Items listed in a dataset
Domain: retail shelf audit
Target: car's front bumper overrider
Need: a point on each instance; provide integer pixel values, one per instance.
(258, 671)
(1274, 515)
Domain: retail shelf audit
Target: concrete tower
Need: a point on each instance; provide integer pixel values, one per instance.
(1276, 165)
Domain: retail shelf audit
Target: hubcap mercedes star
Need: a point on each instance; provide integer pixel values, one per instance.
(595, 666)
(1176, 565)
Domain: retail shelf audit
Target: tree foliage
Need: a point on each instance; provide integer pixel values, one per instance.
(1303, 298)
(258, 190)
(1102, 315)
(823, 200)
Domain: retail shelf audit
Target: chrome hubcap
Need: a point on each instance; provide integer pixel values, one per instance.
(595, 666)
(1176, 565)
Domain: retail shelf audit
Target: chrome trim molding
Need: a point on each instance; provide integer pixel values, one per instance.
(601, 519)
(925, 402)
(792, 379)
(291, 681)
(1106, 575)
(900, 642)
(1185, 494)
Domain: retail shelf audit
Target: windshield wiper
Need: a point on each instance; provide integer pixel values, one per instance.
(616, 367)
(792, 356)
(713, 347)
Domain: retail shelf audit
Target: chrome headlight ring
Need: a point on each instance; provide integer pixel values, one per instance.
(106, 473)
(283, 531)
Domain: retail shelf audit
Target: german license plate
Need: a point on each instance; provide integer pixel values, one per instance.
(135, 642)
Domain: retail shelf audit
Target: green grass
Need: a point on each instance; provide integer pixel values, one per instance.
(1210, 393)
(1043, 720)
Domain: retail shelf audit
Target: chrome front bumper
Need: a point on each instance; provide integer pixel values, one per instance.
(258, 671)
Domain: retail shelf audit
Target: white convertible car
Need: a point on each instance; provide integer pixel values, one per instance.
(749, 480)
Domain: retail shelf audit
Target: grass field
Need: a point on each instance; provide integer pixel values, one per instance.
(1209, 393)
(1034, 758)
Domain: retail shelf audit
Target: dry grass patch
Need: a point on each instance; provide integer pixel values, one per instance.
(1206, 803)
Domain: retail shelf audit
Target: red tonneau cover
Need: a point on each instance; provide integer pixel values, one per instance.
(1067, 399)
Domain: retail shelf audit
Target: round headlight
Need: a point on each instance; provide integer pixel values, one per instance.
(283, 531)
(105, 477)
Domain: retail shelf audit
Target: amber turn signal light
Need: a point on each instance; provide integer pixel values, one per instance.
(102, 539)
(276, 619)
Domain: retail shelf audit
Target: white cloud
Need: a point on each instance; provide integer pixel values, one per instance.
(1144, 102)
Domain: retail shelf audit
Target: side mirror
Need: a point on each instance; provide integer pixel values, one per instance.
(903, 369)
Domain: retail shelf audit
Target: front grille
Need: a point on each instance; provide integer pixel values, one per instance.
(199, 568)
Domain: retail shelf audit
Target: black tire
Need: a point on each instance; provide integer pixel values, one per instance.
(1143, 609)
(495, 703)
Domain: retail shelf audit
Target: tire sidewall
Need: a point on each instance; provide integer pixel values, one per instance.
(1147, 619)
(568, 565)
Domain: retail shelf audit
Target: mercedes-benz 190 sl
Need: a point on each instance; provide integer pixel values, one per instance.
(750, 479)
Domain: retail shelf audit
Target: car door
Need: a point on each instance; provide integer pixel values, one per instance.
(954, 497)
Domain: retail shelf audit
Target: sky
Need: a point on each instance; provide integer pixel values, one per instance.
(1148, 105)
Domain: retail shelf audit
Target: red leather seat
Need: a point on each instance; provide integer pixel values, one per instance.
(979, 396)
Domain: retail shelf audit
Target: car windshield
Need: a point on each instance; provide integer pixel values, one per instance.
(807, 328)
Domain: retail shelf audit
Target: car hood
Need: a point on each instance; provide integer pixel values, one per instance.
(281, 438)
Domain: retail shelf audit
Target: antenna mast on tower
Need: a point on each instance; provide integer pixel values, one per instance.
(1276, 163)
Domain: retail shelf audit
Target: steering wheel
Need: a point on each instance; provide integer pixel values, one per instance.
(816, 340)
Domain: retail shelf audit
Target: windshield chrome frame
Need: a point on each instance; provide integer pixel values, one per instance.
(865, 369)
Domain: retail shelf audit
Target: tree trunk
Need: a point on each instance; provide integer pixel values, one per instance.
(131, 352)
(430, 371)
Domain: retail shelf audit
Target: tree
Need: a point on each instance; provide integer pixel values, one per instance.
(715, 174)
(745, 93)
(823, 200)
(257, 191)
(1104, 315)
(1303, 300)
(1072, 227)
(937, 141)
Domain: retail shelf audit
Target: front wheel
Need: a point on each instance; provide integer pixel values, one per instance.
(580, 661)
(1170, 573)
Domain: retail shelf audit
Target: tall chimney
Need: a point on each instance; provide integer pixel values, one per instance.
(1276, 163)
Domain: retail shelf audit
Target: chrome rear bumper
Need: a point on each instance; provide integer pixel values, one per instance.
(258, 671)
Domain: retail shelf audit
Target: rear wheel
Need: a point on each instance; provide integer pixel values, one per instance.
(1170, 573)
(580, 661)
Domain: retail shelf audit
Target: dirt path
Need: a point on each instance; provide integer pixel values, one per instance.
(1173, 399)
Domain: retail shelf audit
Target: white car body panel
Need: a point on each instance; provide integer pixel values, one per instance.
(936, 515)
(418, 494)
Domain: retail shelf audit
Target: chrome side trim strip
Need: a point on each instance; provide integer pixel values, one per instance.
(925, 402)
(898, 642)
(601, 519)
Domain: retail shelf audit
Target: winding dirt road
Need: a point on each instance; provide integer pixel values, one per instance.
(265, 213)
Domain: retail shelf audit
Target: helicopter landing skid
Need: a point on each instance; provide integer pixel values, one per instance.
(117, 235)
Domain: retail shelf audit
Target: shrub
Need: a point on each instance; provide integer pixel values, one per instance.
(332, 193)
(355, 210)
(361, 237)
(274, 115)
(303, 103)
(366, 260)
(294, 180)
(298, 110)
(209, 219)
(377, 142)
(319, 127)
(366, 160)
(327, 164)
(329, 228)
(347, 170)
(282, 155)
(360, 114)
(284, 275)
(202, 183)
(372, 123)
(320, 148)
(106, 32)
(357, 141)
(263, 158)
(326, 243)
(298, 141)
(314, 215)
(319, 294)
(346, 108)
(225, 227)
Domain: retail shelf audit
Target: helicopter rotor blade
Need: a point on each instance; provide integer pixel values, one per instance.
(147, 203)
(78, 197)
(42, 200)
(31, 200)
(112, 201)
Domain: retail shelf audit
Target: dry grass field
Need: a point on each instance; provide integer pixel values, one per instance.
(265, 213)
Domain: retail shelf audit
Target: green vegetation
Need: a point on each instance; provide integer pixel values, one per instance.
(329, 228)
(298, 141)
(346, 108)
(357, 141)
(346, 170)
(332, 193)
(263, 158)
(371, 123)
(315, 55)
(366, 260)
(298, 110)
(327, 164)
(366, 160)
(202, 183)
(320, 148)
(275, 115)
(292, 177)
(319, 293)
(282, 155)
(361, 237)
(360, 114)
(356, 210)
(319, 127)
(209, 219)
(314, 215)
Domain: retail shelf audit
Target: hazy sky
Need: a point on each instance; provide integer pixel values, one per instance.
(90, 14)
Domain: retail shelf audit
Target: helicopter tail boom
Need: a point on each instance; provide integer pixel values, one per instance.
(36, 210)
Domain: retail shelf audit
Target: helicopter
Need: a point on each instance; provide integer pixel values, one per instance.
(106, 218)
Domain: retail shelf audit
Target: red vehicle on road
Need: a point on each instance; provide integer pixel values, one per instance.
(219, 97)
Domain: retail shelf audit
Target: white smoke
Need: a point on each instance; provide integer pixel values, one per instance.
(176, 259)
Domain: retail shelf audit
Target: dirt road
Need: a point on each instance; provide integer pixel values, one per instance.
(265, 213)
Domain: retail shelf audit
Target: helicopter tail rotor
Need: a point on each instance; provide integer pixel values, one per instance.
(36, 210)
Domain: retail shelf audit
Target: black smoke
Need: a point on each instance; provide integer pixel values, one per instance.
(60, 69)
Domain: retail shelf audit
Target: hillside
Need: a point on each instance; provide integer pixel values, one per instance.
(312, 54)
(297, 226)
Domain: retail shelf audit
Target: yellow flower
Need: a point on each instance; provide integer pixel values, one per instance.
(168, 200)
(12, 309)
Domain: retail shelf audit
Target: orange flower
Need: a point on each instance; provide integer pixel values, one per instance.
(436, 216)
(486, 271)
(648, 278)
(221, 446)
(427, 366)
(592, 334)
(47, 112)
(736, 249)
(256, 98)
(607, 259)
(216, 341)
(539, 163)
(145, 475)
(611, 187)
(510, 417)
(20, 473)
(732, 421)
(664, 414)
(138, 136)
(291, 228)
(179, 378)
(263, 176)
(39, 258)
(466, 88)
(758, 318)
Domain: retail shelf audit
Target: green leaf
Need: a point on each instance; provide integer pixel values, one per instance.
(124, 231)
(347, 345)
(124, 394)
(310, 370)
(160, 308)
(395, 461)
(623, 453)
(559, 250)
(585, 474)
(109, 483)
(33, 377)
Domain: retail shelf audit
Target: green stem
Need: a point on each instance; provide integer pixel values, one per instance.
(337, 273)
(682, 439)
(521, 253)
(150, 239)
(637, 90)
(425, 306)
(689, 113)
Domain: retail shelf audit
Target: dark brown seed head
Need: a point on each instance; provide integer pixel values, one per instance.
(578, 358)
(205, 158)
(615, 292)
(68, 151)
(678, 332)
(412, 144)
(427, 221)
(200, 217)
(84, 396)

ACTION ITEM
Scanning the data above, copy out every line where "windshield" is found.

COMPLETED EXERCISE
Target: windshield wiper
Target: car windshield
Target: windshield chrome frame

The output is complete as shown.